Set exercise
Your task is to retype each line of the data below exactly.

Given information

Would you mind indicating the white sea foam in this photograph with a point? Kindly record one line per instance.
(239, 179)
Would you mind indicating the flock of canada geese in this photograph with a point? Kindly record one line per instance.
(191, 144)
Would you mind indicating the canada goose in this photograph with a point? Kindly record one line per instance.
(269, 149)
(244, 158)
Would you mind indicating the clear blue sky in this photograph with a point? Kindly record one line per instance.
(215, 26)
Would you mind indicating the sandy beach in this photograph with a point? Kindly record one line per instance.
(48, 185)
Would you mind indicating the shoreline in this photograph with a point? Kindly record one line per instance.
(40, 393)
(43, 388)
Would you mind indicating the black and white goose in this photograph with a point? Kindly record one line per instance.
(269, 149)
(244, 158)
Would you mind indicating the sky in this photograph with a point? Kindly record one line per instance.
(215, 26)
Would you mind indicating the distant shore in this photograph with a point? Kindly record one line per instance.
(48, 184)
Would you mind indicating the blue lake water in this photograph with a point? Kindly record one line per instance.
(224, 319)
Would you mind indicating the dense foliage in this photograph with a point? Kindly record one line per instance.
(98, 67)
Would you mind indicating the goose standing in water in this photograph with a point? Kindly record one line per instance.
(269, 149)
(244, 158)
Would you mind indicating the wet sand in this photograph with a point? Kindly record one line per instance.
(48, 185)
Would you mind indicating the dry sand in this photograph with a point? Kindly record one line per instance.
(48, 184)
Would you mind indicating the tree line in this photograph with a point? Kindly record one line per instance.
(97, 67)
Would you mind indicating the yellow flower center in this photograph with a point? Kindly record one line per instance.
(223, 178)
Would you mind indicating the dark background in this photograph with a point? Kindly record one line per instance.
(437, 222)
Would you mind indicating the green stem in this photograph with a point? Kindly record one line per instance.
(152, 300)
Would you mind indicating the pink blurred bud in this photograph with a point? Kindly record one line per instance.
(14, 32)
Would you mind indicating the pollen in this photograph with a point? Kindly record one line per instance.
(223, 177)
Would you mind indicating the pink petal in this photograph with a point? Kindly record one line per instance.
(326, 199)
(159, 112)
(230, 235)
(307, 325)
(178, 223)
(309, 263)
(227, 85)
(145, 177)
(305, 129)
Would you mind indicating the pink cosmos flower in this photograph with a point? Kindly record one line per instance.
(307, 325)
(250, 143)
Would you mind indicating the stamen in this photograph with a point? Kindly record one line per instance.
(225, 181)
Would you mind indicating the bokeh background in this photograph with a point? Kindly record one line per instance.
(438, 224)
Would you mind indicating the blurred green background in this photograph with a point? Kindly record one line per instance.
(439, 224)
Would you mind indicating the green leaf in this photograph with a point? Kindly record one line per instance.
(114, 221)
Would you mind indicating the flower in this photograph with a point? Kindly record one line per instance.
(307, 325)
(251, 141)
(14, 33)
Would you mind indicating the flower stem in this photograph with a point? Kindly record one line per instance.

Response
Would you mind indicating the white sea foam in this photograph with a point? Kindly record one line per instance.
(239, 179)
Would you mind indicating the flock of canada geese in this photograph with a point? Kindly record one line per instance.
(191, 144)
Would you mind indicating the canada goose in this photograph with a point? Kindly record one line per instance.
(269, 149)
(244, 158)
Would you mind indicating the clear blue sky in this photograph with a point? Kindly record one line per instance.
(215, 26)
Would you mind indicating the sandy beach in this photograph with a point? Kindly record one line per instance.
(48, 185)
Would you mind indicating the shoreline in this photograph with a point? Kindly record one line per instance.
(40, 393)
(43, 388)
Would you mind indicating the black and white goose in this photograph with a point? Kindly record one line per instance.
(269, 149)
(244, 158)
Would you mind indicating the sky in this photograph with a point? Kindly record one line per instance.
(215, 26)
Would you mind indicating the distant shore in this photograph with a point? Kindly record one line per instance.
(48, 184)
Would you mind indicating the blue lake water in this photograph with a point? Kindly record one line per instance.
(224, 319)
Would you mind indicating the dense foliage in this photograph with a point? Kindly record one line per instance.
(98, 67)
Would you mind indicating the goose standing in water in this photograph with a point? Kindly record one line per instance.
(269, 149)
(244, 158)
Would you mind indicating the wet sand in this photograph with a point? Kindly record one line per instance.
(48, 185)
Would you mind indicating the dry sand in this photograph with a point? Kindly record one line per instance.
(48, 184)
Would you mind indicating the tree line in this photograph with a point? Kindly record one line per instance.
(97, 67)
Would you mind indicating the yellow flower center in this photograph with a point? Kindly record one line per instance.
(223, 178)
Would you mind indicating the dark background in this photograph with a point? Kindly record one line per instance.
(437, 222)
Would you mind indicating the green stem in this photograph with a point? Kindly record one line per instance.
(152, 300)
Would you mind indicating the pink blurred bud in this photograph with a point? Kindly record one line per instance.
(14, 32)
Would you mind indicating the pollen in this photograph with a point? Kindly record one line per instance.
(223, 177)
Would you mind indicating the pink petal in this photograph with a point? Kindly record one line per instance.
(326, 199)
(159, 112)
(230, 235)
(307, 325)
(178, 223)
(309, 263)
(227, 85)
(145, 177)
(305, 129)
Would you mind indicating the pink cosmos flower in this photograph with a point? Kindly record one line per instance.
(307, 325)
(250, 143)
Would you mind indicating the stamen in this photograph with a point? Kindly record one line per instance.
(225, 181)
Would you mind indicating the bokeh background in this photograph with a point? Kindly record one line per instance.
(438, 224)
Would you mind indicating the blurred green background in this photograph with a point? Kindly record one line per instance.
(439, 224)
Would you mind indicating the green leaf in this photograph with a point? Kindly record one line per instance.
(114, 221)
Would you mind indicating the flower in this photograph with a point? Kindly record one line per instance.
(307, 325)
(251, 141)
(14, 33)
Would you mind indicating the flower stem in this photograph with a point? Kindly record one line per instance.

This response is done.